After finding the line with "Given the photograph above, point out the sky" in the entries below, retype exactly each line from there through the line with "Given the photograph above, point out the distant submarine with", including that final line.

╭─ Records for this exercise

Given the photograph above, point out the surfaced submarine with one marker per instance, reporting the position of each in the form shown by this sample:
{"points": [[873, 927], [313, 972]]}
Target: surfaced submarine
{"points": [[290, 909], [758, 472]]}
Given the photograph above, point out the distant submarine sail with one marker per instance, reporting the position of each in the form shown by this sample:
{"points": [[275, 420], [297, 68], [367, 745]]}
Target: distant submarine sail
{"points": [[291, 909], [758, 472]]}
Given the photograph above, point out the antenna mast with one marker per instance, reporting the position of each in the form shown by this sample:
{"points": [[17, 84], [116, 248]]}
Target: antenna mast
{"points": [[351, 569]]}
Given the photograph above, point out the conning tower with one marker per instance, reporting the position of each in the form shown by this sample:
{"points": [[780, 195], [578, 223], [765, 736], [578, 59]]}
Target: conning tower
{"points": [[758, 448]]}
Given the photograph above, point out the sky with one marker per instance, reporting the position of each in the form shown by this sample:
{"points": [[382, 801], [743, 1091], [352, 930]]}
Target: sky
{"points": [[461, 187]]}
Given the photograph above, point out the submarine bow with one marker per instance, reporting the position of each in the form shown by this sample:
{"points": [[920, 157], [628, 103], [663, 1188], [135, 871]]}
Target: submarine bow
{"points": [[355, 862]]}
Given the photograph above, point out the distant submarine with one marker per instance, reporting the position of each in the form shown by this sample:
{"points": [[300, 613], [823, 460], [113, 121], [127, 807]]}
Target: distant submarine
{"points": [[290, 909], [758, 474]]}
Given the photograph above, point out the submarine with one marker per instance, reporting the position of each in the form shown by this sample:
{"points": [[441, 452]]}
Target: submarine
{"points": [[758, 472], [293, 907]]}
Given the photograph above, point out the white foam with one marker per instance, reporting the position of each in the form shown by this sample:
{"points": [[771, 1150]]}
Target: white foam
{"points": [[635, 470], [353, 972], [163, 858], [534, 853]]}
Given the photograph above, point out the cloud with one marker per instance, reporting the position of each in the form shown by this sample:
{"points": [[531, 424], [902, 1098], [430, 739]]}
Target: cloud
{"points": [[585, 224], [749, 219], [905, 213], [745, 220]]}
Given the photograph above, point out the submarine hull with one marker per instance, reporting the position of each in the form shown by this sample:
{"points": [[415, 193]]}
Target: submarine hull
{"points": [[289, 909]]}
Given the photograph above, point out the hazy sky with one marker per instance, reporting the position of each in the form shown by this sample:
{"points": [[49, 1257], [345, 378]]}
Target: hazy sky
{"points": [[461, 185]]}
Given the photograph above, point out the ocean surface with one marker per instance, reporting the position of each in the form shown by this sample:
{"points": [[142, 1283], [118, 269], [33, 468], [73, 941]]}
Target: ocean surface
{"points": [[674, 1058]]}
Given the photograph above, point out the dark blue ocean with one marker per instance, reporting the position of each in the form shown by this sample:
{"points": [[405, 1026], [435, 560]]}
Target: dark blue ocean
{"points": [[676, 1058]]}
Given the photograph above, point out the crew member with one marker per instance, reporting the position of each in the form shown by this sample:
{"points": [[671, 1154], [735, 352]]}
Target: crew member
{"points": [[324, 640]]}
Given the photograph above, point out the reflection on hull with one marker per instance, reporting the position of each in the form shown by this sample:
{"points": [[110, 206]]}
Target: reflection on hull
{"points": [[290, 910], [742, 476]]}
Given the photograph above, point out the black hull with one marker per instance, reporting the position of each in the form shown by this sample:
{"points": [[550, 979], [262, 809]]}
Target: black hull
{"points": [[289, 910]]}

╰─

(Exercise output):
Given the photograph above, point out the sky with one marker per instance, reporting the position of each in the form shown by this sample:
{"points": [[382, 801], [743, 1091], [352, 930]]}
Target: sky
{"points": [[461, 187]]}
Given the photograph above, point out the submarine bow with one marker per instance, reporting the position of each in the form shown by this sample:
{"points": [[920, 157], [628, 103], [663, 1188], [135, 871]]}
Target: submarine bow
{"points": [[355, 862]]}
Given the photograph above, point out the distant submarine with one marker per instance, reporting the position of each in the form shown by this sample:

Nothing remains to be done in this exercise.